** BEGIN Provided data **

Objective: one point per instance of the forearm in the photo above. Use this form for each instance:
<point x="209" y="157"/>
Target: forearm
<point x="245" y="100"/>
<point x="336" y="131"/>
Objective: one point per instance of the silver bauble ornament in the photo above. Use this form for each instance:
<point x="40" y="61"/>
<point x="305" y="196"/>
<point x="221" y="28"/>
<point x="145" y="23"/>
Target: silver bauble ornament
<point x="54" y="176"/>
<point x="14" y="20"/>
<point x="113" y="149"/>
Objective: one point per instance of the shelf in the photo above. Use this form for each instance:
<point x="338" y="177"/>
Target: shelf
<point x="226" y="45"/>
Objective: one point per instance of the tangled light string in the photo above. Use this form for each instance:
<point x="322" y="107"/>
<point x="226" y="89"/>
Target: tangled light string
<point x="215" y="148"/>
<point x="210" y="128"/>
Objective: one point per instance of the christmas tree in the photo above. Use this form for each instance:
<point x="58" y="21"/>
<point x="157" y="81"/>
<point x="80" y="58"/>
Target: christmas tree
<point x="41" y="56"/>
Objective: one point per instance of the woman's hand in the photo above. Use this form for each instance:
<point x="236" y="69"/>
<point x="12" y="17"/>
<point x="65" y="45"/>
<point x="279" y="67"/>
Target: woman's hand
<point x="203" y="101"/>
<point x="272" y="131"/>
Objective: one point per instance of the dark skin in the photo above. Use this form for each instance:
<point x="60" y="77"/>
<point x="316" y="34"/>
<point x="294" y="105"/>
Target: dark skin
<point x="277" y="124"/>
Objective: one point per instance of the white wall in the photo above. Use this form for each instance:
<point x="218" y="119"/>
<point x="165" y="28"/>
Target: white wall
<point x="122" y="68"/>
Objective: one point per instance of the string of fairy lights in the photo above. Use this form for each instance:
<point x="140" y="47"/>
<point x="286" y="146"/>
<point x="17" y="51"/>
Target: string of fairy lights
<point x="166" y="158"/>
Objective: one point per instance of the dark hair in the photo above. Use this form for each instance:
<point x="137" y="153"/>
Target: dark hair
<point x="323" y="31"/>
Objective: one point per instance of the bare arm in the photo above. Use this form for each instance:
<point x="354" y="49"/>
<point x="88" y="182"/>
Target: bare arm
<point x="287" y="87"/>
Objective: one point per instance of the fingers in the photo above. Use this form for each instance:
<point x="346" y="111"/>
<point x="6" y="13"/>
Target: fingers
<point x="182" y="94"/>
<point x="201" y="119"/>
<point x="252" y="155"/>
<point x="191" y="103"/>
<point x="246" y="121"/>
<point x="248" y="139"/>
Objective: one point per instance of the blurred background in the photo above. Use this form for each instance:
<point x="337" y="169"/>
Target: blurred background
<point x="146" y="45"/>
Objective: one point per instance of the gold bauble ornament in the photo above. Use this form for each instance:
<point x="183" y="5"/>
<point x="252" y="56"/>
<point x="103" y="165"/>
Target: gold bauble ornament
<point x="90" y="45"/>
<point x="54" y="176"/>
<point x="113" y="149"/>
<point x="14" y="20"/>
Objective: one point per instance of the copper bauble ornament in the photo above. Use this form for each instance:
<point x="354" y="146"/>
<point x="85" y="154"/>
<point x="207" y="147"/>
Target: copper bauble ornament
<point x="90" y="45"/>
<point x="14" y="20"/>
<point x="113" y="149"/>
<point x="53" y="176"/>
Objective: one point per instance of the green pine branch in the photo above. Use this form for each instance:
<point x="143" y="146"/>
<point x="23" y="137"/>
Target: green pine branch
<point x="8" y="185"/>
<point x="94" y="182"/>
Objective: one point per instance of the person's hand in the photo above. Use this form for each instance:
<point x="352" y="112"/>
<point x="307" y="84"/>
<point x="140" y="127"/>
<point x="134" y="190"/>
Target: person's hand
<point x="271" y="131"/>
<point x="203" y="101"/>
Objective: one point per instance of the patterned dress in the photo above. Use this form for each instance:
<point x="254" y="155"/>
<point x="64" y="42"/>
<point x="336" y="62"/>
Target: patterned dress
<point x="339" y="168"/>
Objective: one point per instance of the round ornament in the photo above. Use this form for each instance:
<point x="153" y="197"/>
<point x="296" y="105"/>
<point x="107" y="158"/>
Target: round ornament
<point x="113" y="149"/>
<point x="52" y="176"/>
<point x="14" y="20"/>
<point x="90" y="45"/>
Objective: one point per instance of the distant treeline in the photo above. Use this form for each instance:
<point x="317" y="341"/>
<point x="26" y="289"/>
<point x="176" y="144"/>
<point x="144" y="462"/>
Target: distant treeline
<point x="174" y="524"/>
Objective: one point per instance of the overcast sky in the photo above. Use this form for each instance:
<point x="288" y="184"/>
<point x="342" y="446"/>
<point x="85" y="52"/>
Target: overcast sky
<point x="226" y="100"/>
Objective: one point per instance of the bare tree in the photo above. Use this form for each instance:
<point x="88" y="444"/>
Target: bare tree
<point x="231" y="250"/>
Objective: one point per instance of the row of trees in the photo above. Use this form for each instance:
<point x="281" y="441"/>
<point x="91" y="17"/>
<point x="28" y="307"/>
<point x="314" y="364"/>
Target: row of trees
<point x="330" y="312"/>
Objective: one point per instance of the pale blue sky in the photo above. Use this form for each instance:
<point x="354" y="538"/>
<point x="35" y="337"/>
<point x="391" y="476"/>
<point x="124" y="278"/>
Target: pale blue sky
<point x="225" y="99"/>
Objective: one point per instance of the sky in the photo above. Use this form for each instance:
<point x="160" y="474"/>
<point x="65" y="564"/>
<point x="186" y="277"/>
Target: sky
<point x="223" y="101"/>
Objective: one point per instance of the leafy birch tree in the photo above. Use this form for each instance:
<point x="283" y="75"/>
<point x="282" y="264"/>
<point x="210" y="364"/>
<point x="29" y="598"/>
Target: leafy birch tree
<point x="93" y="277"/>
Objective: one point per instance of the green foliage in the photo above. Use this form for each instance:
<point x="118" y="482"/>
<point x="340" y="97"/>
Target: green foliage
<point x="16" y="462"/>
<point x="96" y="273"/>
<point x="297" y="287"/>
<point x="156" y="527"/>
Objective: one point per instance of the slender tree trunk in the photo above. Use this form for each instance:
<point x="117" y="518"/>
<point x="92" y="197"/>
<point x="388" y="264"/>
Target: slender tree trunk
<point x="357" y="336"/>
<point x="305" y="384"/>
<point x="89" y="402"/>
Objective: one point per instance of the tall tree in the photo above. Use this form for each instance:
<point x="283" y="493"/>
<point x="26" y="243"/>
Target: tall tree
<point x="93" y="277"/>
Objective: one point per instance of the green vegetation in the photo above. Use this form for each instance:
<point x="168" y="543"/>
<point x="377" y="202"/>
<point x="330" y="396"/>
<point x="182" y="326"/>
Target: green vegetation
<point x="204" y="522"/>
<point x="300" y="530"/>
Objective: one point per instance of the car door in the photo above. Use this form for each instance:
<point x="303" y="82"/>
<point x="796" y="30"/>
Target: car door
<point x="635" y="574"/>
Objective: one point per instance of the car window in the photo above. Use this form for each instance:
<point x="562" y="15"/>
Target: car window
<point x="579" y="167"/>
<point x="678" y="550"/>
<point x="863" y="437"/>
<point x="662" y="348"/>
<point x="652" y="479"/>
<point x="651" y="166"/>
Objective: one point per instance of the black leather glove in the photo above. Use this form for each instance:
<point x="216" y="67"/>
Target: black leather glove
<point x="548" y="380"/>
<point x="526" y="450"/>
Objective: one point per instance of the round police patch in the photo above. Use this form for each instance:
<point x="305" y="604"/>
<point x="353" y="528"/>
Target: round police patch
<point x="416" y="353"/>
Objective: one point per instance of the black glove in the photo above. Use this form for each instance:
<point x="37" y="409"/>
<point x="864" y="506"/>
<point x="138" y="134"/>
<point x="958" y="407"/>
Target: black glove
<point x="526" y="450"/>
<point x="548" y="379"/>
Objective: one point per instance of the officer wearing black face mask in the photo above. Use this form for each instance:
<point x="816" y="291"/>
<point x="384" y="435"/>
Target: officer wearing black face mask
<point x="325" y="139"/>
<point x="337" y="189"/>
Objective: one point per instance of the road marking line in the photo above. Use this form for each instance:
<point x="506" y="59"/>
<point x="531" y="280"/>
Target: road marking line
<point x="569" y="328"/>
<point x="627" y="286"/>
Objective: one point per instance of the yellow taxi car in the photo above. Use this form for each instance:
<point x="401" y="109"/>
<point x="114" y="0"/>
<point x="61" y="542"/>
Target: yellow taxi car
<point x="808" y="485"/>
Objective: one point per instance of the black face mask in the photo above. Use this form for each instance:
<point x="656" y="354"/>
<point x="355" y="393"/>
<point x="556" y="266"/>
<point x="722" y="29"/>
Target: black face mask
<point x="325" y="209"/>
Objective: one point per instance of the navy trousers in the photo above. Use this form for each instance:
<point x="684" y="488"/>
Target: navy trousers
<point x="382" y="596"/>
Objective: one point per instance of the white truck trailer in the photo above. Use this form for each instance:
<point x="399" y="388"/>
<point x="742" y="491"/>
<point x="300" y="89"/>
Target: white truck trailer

** END Provided data **

> **Objective**:
Could you give again exactly the lines from the line containing "Objective: one point per instance of the black face" through the final line of the data above, and no others?

> **Solution for this task**:
Objective: one point per instance of the black face mask in the photo above. Use this form for each instance:
<point x="656" y="354"/>
<point x="355" y="393"/>
<point x="556" y="266"/>
<point x="722" y="29"/>
Target: black face mask
<point x="325" y="209"/>
Objective: one point per instance of the navy trousers in the photo above. Use this form for each instance:
<point x="684" y="488"/>
Target: navy trousers
<point x="382" y="596"/>
Objective: one point per instance of the white truck trailer in the photo above. Use this form for each instance:
<point x="399" y="388"/>
<point x="742" y="491"/>
<point x="300" y="89"/>
Target: white truck trailer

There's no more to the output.